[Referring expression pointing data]
----
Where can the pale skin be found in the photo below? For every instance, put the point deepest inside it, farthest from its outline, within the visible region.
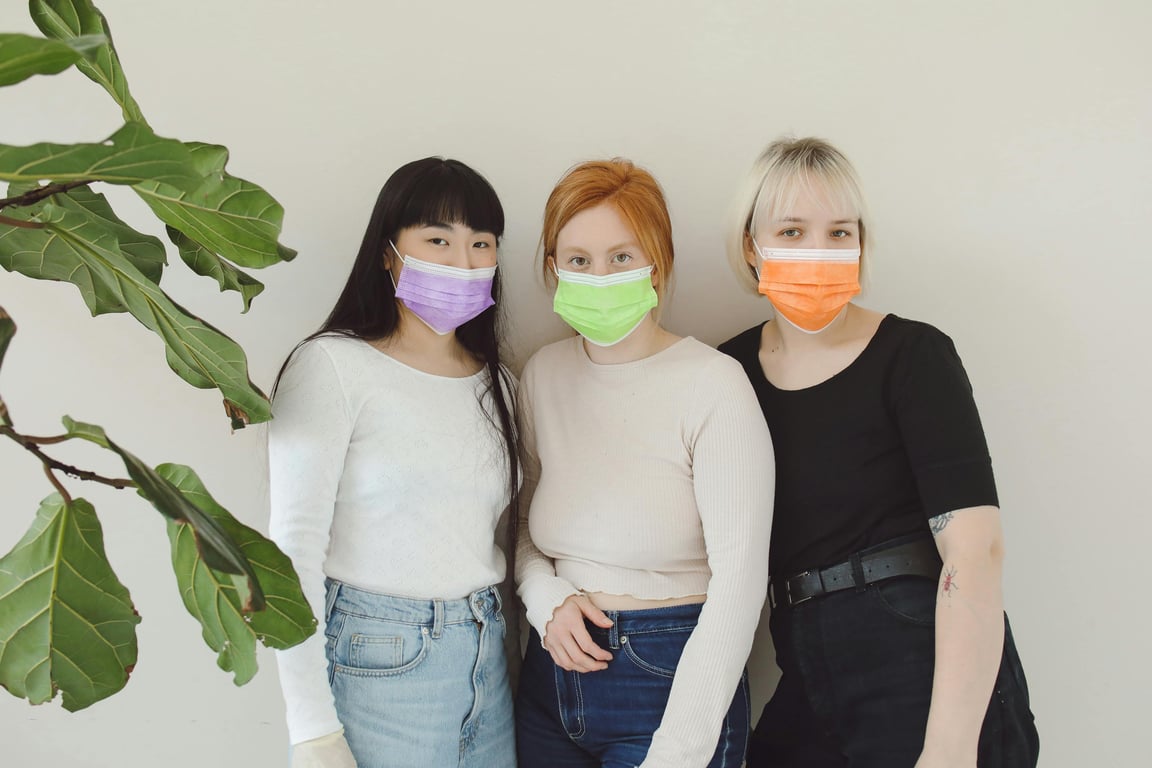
(969, 628)
(418, 347)
(598, 241)
(414, 343)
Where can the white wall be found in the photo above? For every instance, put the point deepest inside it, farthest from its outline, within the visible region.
(1003, 146)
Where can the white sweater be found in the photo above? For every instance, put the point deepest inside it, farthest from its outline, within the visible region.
(652, 479)
(383, 477)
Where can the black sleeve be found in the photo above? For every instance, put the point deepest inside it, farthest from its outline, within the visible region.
(940, 426)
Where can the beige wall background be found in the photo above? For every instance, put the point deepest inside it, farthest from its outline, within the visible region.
(1005, 151)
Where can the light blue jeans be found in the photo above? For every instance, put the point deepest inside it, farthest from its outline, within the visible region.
(421, 683)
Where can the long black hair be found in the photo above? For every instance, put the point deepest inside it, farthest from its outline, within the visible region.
(429, 191)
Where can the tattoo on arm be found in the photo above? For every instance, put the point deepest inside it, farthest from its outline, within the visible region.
(948, 583)
(939, 523)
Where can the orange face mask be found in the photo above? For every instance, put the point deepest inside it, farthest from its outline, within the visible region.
(809, 287)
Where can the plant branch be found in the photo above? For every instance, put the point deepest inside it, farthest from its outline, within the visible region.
(55, 481)
(38, 194)
(51, 464)
(22, 225)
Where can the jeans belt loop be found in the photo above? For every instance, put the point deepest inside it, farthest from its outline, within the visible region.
(437, 617)
(858, 580)
(330, 598)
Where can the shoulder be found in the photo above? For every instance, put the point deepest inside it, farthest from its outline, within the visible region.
(714, 375)
(327, 350)
(914, 342)
(562, 352)
(743, 344)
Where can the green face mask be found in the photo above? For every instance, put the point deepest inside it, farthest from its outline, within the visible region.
(604, 309)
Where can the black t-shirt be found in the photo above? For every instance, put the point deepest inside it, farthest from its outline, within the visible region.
(876, 450)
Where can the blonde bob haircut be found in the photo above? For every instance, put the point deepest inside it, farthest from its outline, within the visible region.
(783, 170)
(633, 191)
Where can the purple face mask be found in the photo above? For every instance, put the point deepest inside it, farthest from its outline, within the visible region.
(444, 297)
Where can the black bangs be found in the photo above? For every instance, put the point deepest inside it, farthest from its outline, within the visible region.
(447, 192)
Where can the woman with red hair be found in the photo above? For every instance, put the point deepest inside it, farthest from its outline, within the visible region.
(648, 503)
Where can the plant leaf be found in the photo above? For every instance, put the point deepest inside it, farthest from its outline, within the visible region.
(225, 214)
(207, 264)
(66, 621)
(76, 248)
(144, 251)
(66, 20)
(7, 331)
(214, 600)
(23, 55)
(214, 545)
(131, 154)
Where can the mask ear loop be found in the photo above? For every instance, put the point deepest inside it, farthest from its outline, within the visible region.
(388, 270)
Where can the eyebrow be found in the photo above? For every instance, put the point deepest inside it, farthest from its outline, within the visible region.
(440, 225)
(619, 246)
(798, 220)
----
Set down only these lines, exactly: the one containing "Where can the black bangs" and each line after it through the end of the entries above.

Where can the black bangs be found in the photo above? For every instance, put the point deepest inside it, farthest from its outline, within the visible region.
(447, 192)
Where can the woman with red hair be found in the photo above? For every instance, put the point deepest inside it, farthest from its outline, within the visible region.
(648, 503)
Where can the plant leaf be found in the photo above? For every instance, put the point deepest inside it, farthest from its outline, within the visible region.
(225, 214)
(207, 264)
(66, 621)
(76, 248)
(144, 251)
(66, 20)
(7, 331)
(214, 600)
(23, 55)
(214, 545)
(131, 154)
Where can the mask ear loop be found in the photo above? For every instance, put the point deepest inside it, farthest from its outline, within the visible region.
(388, 270)
Where can the eyebrow be found in the photo above? For every instance, put the point deepest inside it, farthest from its outline, within the visible region.
(440, 225)
(619, 246)
(798, 220)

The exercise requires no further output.